- _Aufgabe_:
Aus welchem Land stammen laut dem folgenden Leserbrief die zwei oppositionellen Frauen, deren Erklärung dort erwähnt wird?

- _Text zur Prüfung_:
________________________

Betr.: „Mahnung zur Solidarität“, 14.12.92 und Leserbrief „Einseitig für Menschenrechte“, 19.12.92

Die Reaktion auf die Erklärung von zwei oppositionellen Frauen aus der Türkei (siehe taz-Bericht vom 14.12.92) durch ein Mitglied von (der) ai-Koordinationsgruppe HH zeigt wenig Sensibilität. Statt sich Gedanken zu machen und sich an ihr zentrales Büro in London zu wenden und über den von (der) Anwältin (...) erwähnten Fall nachzuforschen, „bewies“ Herr Holger Brecht seine „Besserwisserei“. Als wenn er sich um den in Hapt verschwundenen Tugrul Özbek in Istanbul gekümmert hätte. Als wenn er darüberhinaus die Gespräche in London mit der Anwältin selbst geführt hätte.(...)

________________________

Gespeicherte Datensätze:

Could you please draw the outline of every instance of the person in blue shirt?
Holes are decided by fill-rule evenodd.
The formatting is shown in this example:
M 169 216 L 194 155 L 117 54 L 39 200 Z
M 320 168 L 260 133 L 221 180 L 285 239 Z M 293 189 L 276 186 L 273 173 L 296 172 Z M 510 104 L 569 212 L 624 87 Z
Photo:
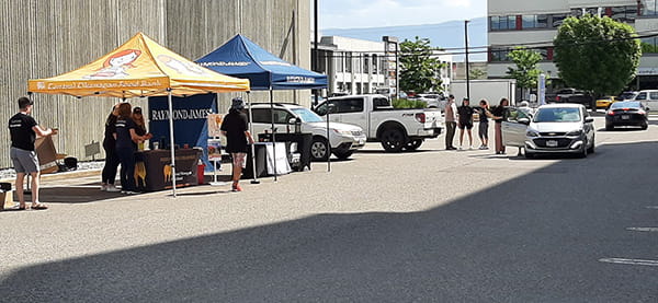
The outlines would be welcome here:
M 127 195 L 137 194 L 135 184 L 135 152 L 137 142 L 150 139 L 149 135 L 139 136 L 132 117 L 129 103 L 118 105 L 118 117 L 116 118 L 114 137 L 116 138 L 116 155 L 121 162 L 121 188 Z

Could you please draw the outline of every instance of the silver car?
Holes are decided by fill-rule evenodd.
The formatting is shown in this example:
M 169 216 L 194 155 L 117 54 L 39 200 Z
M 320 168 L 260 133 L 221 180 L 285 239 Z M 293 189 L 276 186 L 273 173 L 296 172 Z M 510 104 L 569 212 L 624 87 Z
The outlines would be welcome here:
M 525 149 L 525 156 L 540 153 L 576 153 L 586 158 L 594 152 L 594 119 L 580 104 L 548 104 L 530 118 L 510 107 L 502 123 L 506 145 Z

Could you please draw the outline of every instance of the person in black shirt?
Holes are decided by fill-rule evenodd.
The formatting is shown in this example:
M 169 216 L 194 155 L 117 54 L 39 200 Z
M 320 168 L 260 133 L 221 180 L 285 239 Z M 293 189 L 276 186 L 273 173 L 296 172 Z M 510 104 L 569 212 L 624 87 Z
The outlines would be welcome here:
M 510 104 L 507 98 L 501 98 L 500 104 L 491 110 L 490 118 L 496 123 L 496 154 L 504 154 L 504 144 L 502 143 L 502 120 L 504 119 L 506 107 Z
M 32 209 L 47 209 L 48 207 L 38 201 L 39 167 L 34 141 L 36 136 L 46 137 L 57 135 L 56 129 L 44 130 L 30 116 L 34 103 L 27 97 L 19 98 L 20 112 L 9 119 L 9 132 L 11 136 L 10 156 L 16 171 L 16 196 L 19 196 L 19 209 L 25 209 L 25 196 L 23 182 L 25 174 L 32 176 Z
M 137 107 L 133 108 L 132 118 L 133 118 L 133 121 L 135 121 L 135 132 L 137 133 L 137 136 L 145 136 L 145 137 L 149 137 L 149 139 L 150 139 L 152 136 L 146 130 L 146 121 L 144 120 L 144 114 L 141 113 L 141 107 L 137 106 Z M 144 150 L 144 141 L 137 142 L 137 149 Z
M 473 149 L 473 107 L 470 107 L 470 101 L 467 97 L 464 97 L 462 101 L 462 106 L 457 107 L 457 114 L 460 115 L 460 124 L 457 127 L 460 128 L 460 149 L 464 142 L 464 129 L 468 132 L 468 149 Z
M 105 120 L 105 133 L 103 138 L 105 165 L 103 166 L 103 173 L 101 175 L 101 190 L 111 193 L 120 190 L 114 185 L 114 180 L 116 179 L 116 168 L 118 167 L 116 139 L 114 139 L 114 132 L 116 132 L 116 117 L 118 117 L 118 104 L 114 105 L 112 113 L 110 113 Z
M 135 191 L 135 142 L 147 140 L 147 136 L 139 136 L 135 131 L 135 121 L 131 118 L 131 104 L 118 105 L 118 117 L 116 118 L 116 154 L 121 162 L 121 188 L 122 193 L 133 195 Z
M 480 100 L 480 107 L 477 109 L 479 114 L 479 126 L 478 136 L 483 144 L 479 147 L 480 150 L 489 149 L 489 103 L 486 100 Z
M 242 175 L 242 168 L 246 166 L 245 158 L 247 156 L 247 140 L 249 144 L 253 144 L 253 138 L 249 133 L 247 126 L 247 116 L 242 110 L 245 102 L 236 97 L 232 100 L 232 105 L 228 115 L 222 121 L 222 135 L 226 136 L 226 152 L 232 158 L 232 191 L 242 191 L 238 184 Z

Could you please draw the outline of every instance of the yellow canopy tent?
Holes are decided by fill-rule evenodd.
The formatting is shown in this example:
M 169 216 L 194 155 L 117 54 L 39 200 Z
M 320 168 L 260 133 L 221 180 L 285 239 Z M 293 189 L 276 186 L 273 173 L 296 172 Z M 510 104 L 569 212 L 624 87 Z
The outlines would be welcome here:
M 137 33 L 125 44 L 77 70 L 27 82 L 30 93 L 83 96 L 169 96 L 169 132 L 173 143 L 171 96 L 249 91 L 249 80 L 203 68 Z M 171 168 L 175 175 L 174 150 Z M 175 197 L 175 178 L 173 197 Z

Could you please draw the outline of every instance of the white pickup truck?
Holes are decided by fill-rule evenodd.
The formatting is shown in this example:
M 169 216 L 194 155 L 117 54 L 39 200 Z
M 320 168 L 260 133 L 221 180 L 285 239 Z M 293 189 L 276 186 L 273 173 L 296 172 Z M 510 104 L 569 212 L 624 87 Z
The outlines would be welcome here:
M 352 124 L 365 131 L 368 141 L 379 141 L 387 152 L 416 150 L 424 139 L 436 138 L 443 128 L 440 109 L 396 109 L 384 95 L 331 97 L 315 107 L 330 121 Z

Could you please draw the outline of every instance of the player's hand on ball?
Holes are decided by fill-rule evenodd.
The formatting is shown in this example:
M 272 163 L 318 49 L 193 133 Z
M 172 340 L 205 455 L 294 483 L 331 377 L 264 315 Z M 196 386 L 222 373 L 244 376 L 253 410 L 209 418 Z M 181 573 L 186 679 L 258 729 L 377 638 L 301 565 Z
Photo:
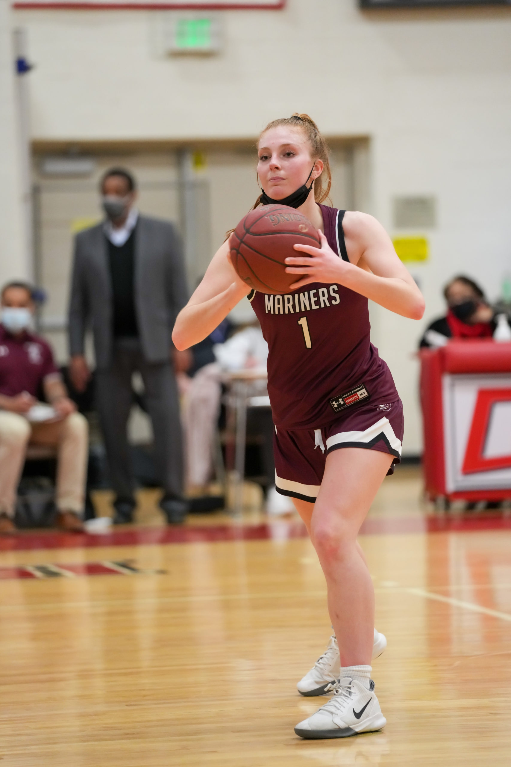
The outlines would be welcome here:
M 303 275 L 290 285 L 292 290 L 309 285 L 310 282 L 342 282 L 342 272 L 349 268 L 330 248 L 323 232 L 319 230 L 321 248 L 308 245 L 295 245 L 294 249 L 309 255 L 286 258 L 286 272 L 291 275 Z M 312 258 L 310 258 L 312 256 Z

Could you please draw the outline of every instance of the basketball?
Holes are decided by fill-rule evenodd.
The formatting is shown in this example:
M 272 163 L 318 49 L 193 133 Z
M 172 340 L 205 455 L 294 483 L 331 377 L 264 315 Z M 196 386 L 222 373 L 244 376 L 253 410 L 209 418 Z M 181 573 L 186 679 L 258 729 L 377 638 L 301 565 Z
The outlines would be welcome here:
M 229 241 L 231 260 L 247 285 L 261 293 L 290 293 L 302 275 L 288 274 L 285 259 L 306 255 L 293 247 L 319 248 L 319 236 L 307 219 L 287 205 L 265 205 L 240 221 Z

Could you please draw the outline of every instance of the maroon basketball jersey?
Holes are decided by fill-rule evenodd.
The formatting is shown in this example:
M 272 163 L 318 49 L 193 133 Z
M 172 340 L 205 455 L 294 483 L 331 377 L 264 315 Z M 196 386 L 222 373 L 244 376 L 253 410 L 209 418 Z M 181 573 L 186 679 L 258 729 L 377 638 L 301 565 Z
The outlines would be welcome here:
M 324 205 L 321 211 L 329 245 L 348 261 L 345 212 Z M 253 291 L 248 298 L 268 344 L 268 394 L 277 427 L 319 429 L 359 402 L 398 398 L 369 340 L 364 296 L 313 282 L 284 295 Z

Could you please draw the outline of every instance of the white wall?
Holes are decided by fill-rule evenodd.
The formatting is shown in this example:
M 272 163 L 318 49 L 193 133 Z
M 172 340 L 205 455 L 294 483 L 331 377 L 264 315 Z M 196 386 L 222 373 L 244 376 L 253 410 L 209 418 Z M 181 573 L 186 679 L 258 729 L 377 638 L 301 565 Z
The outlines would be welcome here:
M 511 271 L 509 9 L 362 12 L 355 0 L 289 0 L 283 12 L 225 12 L 224 51 L 196 58 L 158 53 L 156 12 L 16 16 L 37 64 L 34 139 L 246 137 L 307 111 L 328 134 L 370 137 L 369 207 L 389 231 L 394 196 L 437 198 L 431 260 L 411 269 L 425 319 L 441 311 L 453 273 L 494 298 Z M 372 315 L 405 401 L 405 450 L 417 453 L 412 354 L 424 323 Z
M 31 266 L 24 225 L 15 58 L 12 14 L 8 0 L 0 0 L 0 285 L 15 278 L 26 279 Z

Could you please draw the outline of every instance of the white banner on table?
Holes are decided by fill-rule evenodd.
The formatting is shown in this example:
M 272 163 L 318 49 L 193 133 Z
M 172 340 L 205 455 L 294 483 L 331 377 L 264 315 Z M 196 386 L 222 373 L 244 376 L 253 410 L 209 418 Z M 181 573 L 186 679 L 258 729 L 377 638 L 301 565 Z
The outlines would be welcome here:
M 443 398 L 447 492 L 511 487 L 511 375 L 444 374 Z
M 16 0 L 15 8 L 148 8 L 175 11 L 274 10 L 283 8 L 286 0 Z

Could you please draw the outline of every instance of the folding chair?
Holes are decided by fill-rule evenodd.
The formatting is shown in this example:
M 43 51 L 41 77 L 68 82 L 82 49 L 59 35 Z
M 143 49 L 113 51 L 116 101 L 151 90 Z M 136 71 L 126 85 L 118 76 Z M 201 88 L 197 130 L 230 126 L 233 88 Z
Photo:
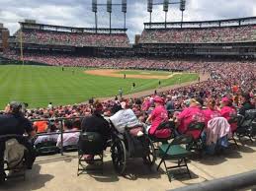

________________________

- _Antwort_:
Aus der Türkei.